-------- DOCUMENT SEGMENT
Described as “bandit country” in 1974 by then Northern Ireland Secretary Mervyn Rees, south Armagh witnessed the most attacks against members of the security forces per square mile, quickly becoming known as the most dangerous posting for a member of the Army.
he heavily fortified Crossmaglen police and army base, with military watchtowers dotted along the rural landscape, was a symbol of the border conflict.
Since the 1970s, policing in the area has always been on a military footing.
The old Army base and watchtowers were dismantled in 2006/7, but the PSNI station on Cullaville Road in the south Armagh village remains one of the most heavily fortified in Northern Ireland.
This far-from-normalised policing was highlighted in 2019, when Chief Constable Simon Byrne, just five months into the job, posed for pictures on Christmas Day with officers stationed in Crossmaglen.
Mr Byrne tweeted to his followers that it was “great to meet the team policing Crossmaglen”, adding: “I take my hat off to colleagues policing such a unique part of @PoliceServiceNI. Their sense of duty & optimism is inspiring. Stay safe and thank you.”
It was accompanied by a picture of him standing with other officers, two of whom were holding Heckler and Koch G36 assault rifles fitted with infrared night-sights.
The picture was criticised by Sinn Fein and the SDLP.
Mr Byrne later apologised, saying his message was “never meant as a comment on the community of Crossmaglen and south Armagh”.
After meeting both parties, Mr Byrne announced that he was commissioning a review of policing in south Armagh.
The history of policing in the area has always been a fraught one.
In August 1970, a car bomb killed two RUC officers at Crossmaglen. Following the IRA attack, the Army started to partially block off the border.
----------------
-------- RECORD SET
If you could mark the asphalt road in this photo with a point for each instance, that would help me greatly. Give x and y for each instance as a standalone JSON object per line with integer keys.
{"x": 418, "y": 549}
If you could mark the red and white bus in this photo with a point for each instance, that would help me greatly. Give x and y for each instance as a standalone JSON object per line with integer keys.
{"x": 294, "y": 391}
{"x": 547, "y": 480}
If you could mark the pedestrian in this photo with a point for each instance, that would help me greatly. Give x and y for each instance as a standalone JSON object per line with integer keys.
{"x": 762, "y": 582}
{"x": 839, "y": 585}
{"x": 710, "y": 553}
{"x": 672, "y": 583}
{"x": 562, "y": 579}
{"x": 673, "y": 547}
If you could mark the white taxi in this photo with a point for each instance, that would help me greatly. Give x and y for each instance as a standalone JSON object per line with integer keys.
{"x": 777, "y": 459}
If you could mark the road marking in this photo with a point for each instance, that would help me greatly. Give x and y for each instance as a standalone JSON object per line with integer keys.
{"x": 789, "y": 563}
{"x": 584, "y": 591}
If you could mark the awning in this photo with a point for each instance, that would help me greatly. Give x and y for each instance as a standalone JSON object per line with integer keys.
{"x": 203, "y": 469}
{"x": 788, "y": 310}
----------------
** ACTIVITY 1 **
Duplicate everything in the south Armagh policing passage from "This far-from-normalised policing" down to "and the SDLP.".
** ACTIVITY 2 **
In the south Armagh policing passage, which two parties criticized the Christmas Day picture?

** EXPECTED ANSWER 1 **
This far-from-normalised policing was highlighted in 2019, when Chief Constable Simon Byrne, just five months into the job, posed for pictures on Christmas Day with officers stationed in Crossmaglen.
Mr Byrne tweeted to his followers that it was “great to meet the team policing Crossmaglen”, adding: “I take my hat off to colleagues policing such a unique part of @PoliceServiceNI. Their sense of duty & optimism is inspiring. Stay safe and thank you.”
It was accompanied by a picture of him standing with other officers, two of whom were holding Heckler and Koch G36 assault rifles fitted with infrared night-sights.
The picture was criticised by Sinn Fein and the SDLP.

** EXPECTED ANSWER 2 **
Sinn Fein and the SDLP.